[Records contained in a dataset]
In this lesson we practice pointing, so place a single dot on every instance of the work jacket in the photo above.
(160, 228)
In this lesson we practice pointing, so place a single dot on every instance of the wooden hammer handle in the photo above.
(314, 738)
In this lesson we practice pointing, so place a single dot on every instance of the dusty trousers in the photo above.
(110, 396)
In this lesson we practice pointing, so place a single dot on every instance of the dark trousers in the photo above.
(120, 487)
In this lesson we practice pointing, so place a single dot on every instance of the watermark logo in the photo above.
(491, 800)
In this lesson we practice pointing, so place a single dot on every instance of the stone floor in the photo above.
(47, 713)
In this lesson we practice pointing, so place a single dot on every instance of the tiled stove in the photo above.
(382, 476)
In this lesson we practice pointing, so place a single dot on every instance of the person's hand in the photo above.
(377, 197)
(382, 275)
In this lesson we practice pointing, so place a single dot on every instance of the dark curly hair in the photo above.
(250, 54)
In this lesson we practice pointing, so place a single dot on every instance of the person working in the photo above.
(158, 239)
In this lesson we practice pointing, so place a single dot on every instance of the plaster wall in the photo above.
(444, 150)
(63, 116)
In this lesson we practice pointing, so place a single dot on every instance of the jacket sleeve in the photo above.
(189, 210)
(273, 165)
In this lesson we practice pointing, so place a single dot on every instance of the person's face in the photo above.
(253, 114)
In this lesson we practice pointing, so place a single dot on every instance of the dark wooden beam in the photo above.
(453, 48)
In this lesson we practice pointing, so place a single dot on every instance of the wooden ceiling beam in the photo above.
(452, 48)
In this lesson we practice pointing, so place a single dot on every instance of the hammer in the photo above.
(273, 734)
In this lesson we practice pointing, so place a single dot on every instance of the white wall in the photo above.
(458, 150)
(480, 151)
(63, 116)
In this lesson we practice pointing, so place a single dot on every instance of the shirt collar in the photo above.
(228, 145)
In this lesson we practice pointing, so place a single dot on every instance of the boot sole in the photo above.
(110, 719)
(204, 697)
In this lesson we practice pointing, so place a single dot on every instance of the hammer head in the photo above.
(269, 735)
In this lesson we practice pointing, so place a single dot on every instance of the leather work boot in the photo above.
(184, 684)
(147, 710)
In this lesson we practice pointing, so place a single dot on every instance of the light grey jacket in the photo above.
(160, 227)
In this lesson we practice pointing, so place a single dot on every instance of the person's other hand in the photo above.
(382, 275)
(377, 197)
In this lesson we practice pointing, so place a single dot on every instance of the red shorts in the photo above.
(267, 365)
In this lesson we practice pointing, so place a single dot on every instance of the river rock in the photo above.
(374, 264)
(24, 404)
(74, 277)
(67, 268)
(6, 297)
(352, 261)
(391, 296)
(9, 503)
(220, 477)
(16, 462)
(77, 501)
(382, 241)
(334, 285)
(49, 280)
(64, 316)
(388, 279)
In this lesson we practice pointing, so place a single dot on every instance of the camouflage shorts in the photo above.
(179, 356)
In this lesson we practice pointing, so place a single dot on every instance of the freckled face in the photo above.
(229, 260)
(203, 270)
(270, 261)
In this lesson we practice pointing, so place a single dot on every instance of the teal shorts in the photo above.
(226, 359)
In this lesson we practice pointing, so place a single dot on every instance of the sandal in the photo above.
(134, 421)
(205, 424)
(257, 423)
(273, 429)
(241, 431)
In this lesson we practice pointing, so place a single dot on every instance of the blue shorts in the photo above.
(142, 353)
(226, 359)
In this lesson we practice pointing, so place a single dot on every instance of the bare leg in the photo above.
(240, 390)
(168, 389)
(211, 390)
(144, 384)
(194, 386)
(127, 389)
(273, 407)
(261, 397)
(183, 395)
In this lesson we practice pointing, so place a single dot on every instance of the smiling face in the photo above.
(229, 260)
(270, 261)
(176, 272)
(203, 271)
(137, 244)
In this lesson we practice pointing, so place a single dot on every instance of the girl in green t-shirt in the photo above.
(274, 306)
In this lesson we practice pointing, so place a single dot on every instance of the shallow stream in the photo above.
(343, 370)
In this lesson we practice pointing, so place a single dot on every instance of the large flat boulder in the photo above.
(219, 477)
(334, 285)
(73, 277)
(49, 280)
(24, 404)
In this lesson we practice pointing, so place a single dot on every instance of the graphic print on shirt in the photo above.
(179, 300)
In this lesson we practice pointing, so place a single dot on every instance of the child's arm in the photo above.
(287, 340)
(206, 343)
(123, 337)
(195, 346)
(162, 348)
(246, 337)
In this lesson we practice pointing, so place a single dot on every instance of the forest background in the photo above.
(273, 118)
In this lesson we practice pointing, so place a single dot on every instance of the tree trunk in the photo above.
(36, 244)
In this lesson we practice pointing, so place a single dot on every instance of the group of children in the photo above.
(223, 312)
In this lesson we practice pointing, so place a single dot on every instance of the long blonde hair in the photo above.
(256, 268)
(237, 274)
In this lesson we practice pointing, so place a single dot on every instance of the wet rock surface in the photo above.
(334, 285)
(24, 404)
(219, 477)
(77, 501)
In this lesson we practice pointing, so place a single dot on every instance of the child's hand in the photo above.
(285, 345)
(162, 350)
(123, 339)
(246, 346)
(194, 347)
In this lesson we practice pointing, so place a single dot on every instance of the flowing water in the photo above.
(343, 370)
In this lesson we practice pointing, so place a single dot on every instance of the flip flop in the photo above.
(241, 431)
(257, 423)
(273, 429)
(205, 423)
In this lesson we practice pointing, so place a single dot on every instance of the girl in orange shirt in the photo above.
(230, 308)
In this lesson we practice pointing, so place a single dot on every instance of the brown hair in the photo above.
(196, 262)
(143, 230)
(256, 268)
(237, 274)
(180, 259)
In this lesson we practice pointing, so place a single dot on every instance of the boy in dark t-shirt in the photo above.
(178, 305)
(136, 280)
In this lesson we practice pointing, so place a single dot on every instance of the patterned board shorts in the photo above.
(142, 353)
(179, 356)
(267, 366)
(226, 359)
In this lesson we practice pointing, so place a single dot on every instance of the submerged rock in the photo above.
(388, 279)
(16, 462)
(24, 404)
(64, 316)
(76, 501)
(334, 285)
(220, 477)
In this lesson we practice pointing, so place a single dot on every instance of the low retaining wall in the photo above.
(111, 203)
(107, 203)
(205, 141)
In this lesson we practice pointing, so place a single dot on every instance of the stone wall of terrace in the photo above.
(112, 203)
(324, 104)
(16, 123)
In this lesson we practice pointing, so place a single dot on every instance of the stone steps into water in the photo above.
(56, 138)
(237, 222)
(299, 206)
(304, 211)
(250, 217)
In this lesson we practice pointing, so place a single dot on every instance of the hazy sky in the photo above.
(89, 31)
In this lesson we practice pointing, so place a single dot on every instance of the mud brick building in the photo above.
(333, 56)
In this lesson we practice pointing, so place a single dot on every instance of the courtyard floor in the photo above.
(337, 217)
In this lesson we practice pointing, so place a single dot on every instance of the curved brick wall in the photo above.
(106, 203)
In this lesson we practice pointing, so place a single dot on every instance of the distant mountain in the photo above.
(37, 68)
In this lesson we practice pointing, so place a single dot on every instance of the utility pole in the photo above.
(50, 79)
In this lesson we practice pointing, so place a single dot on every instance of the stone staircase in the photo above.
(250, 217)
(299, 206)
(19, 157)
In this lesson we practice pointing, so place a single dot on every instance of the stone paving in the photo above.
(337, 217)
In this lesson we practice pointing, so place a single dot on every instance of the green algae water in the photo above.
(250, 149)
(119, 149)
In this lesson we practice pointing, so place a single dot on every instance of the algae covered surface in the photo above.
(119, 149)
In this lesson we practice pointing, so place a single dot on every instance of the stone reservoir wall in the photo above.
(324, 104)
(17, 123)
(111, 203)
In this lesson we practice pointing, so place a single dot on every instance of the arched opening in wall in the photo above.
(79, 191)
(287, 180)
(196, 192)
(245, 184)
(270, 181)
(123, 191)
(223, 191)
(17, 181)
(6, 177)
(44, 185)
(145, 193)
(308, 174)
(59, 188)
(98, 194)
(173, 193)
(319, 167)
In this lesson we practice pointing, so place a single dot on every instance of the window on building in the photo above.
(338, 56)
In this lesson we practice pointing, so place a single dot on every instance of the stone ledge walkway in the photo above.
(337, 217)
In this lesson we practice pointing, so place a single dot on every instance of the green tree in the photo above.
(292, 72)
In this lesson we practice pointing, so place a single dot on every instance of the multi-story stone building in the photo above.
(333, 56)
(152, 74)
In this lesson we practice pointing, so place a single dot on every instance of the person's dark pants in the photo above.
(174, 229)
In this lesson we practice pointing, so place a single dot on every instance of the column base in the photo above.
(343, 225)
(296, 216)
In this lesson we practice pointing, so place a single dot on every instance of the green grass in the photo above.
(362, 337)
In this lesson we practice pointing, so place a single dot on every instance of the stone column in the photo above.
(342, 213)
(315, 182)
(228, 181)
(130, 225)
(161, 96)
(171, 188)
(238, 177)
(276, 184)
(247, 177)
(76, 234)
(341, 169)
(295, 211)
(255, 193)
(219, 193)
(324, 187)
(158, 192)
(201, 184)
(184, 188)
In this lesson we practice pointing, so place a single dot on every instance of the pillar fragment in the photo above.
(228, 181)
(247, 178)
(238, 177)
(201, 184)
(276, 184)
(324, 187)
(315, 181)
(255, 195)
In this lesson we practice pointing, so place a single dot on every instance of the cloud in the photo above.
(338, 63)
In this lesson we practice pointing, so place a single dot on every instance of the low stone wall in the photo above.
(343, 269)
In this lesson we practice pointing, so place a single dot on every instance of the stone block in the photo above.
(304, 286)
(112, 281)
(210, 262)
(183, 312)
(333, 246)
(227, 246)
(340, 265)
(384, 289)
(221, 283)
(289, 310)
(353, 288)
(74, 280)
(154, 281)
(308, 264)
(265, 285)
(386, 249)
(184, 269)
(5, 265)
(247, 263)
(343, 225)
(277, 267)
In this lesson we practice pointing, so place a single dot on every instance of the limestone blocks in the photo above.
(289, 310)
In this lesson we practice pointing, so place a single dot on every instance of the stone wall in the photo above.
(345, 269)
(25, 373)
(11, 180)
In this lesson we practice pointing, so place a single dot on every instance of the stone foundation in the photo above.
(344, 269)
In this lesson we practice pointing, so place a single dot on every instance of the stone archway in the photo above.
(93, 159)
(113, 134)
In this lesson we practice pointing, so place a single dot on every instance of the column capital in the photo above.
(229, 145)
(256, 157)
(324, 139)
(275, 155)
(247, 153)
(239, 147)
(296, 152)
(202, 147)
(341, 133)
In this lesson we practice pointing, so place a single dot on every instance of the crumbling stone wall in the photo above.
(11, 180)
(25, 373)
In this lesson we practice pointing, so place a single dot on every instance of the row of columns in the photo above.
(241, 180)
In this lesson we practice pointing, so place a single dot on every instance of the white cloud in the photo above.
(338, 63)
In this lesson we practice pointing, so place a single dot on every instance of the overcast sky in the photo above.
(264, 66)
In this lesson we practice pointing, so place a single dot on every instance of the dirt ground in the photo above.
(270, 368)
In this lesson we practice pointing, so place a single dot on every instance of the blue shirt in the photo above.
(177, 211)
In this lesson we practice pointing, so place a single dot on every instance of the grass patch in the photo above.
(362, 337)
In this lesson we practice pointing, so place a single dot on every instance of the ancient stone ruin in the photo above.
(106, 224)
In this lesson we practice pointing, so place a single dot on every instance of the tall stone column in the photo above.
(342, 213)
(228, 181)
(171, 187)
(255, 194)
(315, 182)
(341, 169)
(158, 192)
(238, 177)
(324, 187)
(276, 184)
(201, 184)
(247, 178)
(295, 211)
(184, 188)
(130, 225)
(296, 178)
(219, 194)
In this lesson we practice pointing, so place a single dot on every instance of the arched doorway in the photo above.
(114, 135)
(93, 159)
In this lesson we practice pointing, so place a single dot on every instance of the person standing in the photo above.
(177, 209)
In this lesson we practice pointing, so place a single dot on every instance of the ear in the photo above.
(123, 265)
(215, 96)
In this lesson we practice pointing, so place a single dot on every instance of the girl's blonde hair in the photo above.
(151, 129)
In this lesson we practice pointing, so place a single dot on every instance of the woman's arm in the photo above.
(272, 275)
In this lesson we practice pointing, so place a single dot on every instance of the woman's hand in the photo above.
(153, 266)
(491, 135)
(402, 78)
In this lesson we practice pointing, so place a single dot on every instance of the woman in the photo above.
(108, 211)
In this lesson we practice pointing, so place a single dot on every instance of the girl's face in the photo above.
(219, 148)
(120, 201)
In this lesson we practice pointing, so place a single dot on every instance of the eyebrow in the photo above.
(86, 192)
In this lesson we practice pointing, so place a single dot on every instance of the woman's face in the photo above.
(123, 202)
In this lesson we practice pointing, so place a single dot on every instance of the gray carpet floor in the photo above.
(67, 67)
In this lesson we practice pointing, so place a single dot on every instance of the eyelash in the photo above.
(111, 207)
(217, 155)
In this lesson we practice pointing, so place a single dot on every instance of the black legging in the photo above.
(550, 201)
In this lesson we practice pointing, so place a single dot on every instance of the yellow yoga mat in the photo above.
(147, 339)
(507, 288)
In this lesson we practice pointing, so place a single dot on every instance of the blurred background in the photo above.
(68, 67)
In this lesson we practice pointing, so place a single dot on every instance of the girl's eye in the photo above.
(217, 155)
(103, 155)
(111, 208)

* REQUIRED TASK
Print nothing but the lines from the line with "legging in the photo above." to the last line of the records above. Both of those lines count.

* CORRECT RESULT
In this lesson we practice pointing, so place a single dot on every instance of the black legging in the photo above.
(550, 201)
In this lesson we practice pointing, so place a single dot on every instance of the yellow yoga mat in the photo above.
(147, 339)
(507, 288)
In this lesson we practice pointing, so place a single dot on every instance of the blurred background in the photo above.
(68, 67)
In this lesson we practice pointing, so place a single dot on every instance of the girl's eye in the photo above.
(217, 155)
(103, 155)
(111, 208)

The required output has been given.